EXTRACTED DATA
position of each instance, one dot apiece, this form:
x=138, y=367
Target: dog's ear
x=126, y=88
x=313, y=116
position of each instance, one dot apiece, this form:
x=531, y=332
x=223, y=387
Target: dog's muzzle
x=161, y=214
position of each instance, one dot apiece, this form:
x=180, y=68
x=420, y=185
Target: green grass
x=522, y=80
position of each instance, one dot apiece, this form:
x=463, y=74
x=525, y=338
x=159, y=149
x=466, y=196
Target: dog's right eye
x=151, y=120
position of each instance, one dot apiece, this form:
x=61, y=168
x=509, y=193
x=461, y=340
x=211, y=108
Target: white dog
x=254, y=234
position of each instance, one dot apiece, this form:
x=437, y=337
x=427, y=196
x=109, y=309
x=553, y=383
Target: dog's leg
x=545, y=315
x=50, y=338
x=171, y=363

...

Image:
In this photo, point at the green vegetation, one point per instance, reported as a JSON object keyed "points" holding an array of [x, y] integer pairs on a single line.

* * *

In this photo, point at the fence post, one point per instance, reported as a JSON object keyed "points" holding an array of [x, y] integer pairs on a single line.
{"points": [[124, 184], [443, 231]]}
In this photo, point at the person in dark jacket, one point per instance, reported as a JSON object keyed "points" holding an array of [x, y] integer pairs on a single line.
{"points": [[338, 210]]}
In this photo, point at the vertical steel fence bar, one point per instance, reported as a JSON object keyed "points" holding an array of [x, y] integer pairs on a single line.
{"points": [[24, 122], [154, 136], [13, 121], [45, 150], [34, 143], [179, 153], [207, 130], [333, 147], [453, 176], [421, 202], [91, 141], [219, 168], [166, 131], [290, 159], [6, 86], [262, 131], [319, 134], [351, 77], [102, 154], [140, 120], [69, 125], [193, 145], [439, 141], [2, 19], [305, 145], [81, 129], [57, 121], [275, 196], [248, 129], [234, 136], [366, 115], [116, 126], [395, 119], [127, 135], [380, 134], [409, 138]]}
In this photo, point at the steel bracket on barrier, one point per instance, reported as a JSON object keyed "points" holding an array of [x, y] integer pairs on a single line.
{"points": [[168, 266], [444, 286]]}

PROBLEM REQUIREMENTS
Your answer should consist only of the lines above between the line holding "Target: dog's ear" and the line holding "x=463, y=74", inclusive, each transcribed exactly.

REPLY TO THE EXERCISE
Target: dog's ear
x=126, y=88
x=313, y=116
position of each instance, one dot apiece, this form:
x=531, y=332
x=223, y=387
Target: dog's muzzle
x=161, y=214
position of each instance, one dot apiece, this form:
x=180, y=68
x=420, y=185
Target: green grass
x=522, y=80
position of each instance, one dot apiece, this form:
x=463, y=74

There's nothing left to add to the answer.